• **Stored rows**:
########################################

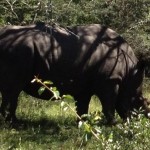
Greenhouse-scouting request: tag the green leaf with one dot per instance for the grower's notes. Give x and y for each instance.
(80, 124)
(88, 136)
(56, 94)
(41, 90)
(68, 98)
(48, 82)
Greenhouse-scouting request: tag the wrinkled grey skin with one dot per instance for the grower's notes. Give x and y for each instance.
(81, 61)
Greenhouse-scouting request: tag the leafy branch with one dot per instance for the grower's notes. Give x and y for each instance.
(87, 128)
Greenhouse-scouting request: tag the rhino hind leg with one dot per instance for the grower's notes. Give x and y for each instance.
(82, 102)
(108, 97)
(9, 105)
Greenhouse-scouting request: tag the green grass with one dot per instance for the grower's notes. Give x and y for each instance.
(45, 126)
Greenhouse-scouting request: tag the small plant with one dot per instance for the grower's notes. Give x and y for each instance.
(89, 126)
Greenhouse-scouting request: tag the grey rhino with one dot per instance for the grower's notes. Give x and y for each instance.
(81, 61)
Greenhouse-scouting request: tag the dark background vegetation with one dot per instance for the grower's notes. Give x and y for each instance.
(45, 125)
(130, 18)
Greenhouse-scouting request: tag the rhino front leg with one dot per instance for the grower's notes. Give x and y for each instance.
(108, 97)
(9, 105)
(82, 102)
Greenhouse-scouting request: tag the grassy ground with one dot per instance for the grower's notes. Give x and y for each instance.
(46, 127)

########################################

Copy all of the data above word for word, keeping every line in its original order. Leave the pictures out.

Greenhouse-scouting request: tag the green leaf with one dot per instance for the grower's notes. Give x and y for each instance.
(80, 124)
(88, 136)
(56, 94)
(41, 90)
(68, 98)
(48, 82)
Greenhouse-scouting request: tag the wrinkled grey skin with one dot per instance for the grower's notes. Give x and y for each instance.
(81, 61)
Greenhouse-scouting request: tag the leafy branch with one dot per instance for the grower's notes. Give x and y for each instance.
(87, 128)
Greenhouse-scouting request: tag the rhino hind leg with one dot per instance for the grower's notes. Give x and y for each instance.
(82, 102)
(108, 97)
(9, 105)
Greenhouse-scouting request: tag the green grass with one dot per instance for the grower's notes. Give x and y for each instance.
(45, 126)
Greenhouse-scouting request: tag the small plant with one dot per instance for the grower's notes. Give x and y for each instance.
(89, 126)
Greenhouse-scouting request: tag the grey rhino with one dot per instance for the grower's notes. Give x and y for each instance.
(81, 61)
Greenhouse-scouting request: tag the dark background vegetation with one dot per instance for the grower's notes. Give x and y for each instance.
(45, 125)
(130, 18)
Greenhouse-scouting request: tag the rhino front leg with one dot per instance for the grower's notes. Give x and y for each instance.
(108, 97)
(9, 105)
(82, 102)
Greenhouse-scouting request: tag the grassy ground with one dot per instance for the grower's notes. Give x and y for each instance.
(46, 127)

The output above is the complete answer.